DHS Secretary Kristi Noem filmed a propaganda video using posed inmates at a maximum security prison in El Salvador as a backdrop that is (intentionally?) reminiscent of the crowded bunks of Buchenwald. We do not know who has been imprisoned there by the United States government, but reports indicate that at least some of the inmates are innocent, rule-following members of society targeted due to tattoos and the color of their skin.
This isn’t to say that we are doomed. But we won’t be able to effectively fight back unless we accept the reality of the situation.
Risk Management
As our discussions in the workshop continued, it became clear that we were each considering our ability to tolerate risk. What chances were we willing to take? How would we know when to stick out our necks and when to strategically sit back and live to fight another day?
I, for example, have been invited to lead workshops in other parts of the country. But I’m honestly scared to travel to some places, particularly when that means turning over my identification documents to government authorities. Is it wise to decline for my safety, or would that be obeying in advance?
Wisdom from a True Expert
I’m grateful to have come across an essay by Ned Resnikoff called “Living with a Murderer: On personal responsibility under the second Trump administration”.

Exercise 1: In the passage on political risk, what does the writer say they would have to turn over to government authorities when traveling?
Exercise 2: Extend the passage on political risk, picking up right after its final sentence.

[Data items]
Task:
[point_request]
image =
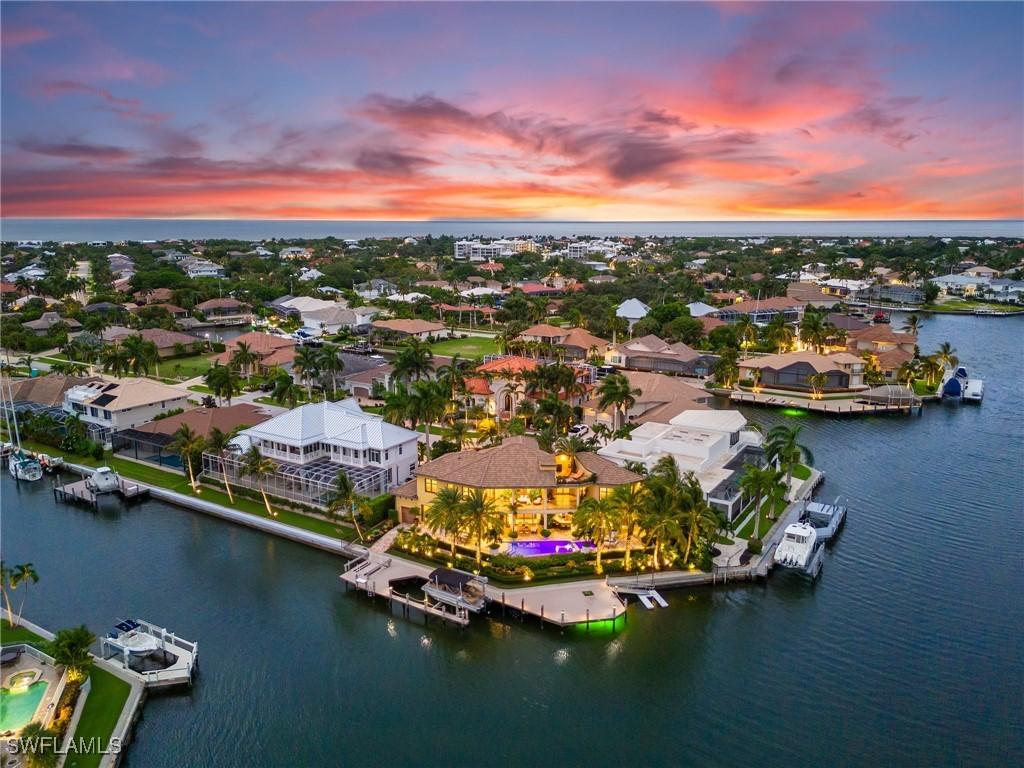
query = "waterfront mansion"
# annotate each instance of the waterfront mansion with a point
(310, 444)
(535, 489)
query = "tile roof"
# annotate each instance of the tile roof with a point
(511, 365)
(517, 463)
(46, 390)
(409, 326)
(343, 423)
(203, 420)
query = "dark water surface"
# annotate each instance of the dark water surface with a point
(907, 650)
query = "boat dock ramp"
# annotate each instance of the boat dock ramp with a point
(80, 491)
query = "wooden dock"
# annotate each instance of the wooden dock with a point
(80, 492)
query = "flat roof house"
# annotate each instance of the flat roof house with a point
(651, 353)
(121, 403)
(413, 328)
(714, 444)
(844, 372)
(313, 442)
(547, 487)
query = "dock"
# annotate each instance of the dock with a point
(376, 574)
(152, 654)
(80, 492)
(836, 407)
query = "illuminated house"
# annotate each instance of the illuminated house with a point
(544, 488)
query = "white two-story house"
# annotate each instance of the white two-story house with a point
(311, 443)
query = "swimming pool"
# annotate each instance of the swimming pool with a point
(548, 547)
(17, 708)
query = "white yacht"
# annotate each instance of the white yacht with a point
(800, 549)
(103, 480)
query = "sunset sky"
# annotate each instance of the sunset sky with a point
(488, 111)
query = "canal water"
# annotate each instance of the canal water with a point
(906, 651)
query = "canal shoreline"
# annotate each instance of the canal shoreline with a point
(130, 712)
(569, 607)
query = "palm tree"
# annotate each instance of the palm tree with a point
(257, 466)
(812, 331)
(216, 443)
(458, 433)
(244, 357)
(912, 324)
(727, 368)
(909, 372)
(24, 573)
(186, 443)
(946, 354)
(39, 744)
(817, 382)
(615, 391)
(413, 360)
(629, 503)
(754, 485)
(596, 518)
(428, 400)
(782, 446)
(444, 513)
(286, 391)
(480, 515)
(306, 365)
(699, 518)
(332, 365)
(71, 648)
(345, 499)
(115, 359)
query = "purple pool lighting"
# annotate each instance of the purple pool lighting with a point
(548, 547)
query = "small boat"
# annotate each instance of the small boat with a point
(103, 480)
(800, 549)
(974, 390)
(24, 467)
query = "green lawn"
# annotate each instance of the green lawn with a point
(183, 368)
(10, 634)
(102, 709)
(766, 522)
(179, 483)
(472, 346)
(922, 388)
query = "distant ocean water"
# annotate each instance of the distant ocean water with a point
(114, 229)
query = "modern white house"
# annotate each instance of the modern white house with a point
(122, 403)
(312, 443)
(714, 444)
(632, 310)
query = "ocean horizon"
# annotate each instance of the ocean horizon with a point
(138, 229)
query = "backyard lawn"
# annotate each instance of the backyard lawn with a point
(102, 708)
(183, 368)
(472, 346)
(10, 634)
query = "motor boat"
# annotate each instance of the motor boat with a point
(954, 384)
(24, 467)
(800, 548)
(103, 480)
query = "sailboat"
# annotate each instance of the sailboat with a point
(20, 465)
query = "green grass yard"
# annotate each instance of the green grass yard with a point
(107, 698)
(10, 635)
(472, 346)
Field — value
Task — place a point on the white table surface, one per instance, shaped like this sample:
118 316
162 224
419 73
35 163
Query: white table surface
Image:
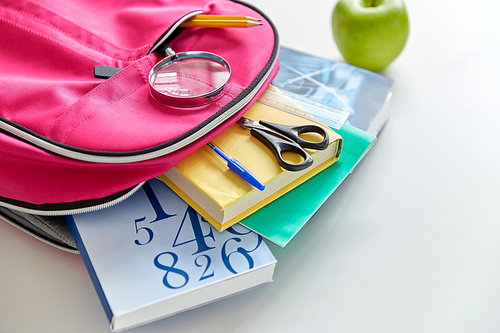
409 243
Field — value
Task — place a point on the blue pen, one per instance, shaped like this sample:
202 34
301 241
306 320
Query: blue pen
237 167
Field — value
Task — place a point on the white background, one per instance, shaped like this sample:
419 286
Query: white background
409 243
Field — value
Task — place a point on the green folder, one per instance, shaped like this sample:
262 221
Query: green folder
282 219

---

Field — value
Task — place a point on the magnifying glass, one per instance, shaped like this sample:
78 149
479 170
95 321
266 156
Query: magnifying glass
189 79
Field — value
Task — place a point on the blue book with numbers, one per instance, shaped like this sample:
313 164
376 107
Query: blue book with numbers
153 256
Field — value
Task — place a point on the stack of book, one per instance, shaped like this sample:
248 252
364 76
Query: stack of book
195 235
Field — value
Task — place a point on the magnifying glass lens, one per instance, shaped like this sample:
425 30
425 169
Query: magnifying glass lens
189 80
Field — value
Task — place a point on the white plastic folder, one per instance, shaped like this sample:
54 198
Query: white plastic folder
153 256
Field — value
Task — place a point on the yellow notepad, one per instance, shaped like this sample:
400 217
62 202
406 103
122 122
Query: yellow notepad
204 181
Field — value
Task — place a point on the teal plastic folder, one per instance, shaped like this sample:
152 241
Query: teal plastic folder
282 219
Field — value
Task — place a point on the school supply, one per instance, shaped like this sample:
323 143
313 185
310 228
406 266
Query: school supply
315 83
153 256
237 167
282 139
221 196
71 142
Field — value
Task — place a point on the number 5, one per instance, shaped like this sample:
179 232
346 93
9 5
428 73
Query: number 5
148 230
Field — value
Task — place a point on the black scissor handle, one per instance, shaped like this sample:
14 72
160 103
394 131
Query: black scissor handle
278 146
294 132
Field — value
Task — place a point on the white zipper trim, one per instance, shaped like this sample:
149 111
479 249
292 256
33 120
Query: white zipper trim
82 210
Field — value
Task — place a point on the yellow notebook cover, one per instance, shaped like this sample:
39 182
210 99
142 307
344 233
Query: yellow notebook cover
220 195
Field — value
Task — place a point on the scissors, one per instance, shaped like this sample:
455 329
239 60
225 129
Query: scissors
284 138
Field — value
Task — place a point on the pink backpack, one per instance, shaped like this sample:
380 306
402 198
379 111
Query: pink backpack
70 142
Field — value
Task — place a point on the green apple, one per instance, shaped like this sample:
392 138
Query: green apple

Response 1: Their identification documents.

Response 2:
I think it’s worth reading in its entirety. The author makes compelling arguments about capitulation and the politics of respectability.
The majority of the piece, however, relays lessons from Hannah Arendt, a Jewish refugee from Nazi Germany and one of the most influential political thinkers of the 20th century.
Resnikoff mainly draws from Arendt’s essay, “Personal Responsibility Under Dictatorship”.
This essay is an incredibly rich work worthy of much thought and discussion.
One part stands out to me in this moment, when I have so many questions about my obligations. She says this of the “nonparticipants”, who chose not to comply with the Nazi regime:
“[T]hey asked themselves to what extent they would still be able to live in peace with themselves after having committed certain deeds; and they decided that it would be better to do nothing, not because the world would then be changed for the better, but simply because only on this condition could they go on living with themselves at all. Hence, they also chose to die when they were forced to participate. To put it crudely, they refused to murder, not so much because they still held fast to the command ‘Thou shalt not kill,’ but because they were unwilling to live together with a murderer—themselves.”
The choices of if, when, where, and how to resist are personal ones. I don’t presume to know what’s best for anyone else.
Arendt’s argument is that we each have to live with ourselves. We must know ourselves well enough to find the lines that, should we cross them, would haunt us and make living intolerable. Morals applied by external forces can change with the culture or the whims of the ruling class. But it isn’t our peers or rulers whose judgement matters, it’s our own.
The part that I most needed to hear in this moment is easy to miss: “they decided that it would be better to do nothing, not because the world would then be changed for the better, but simply because only on this condition could they go on living with themselves at all”.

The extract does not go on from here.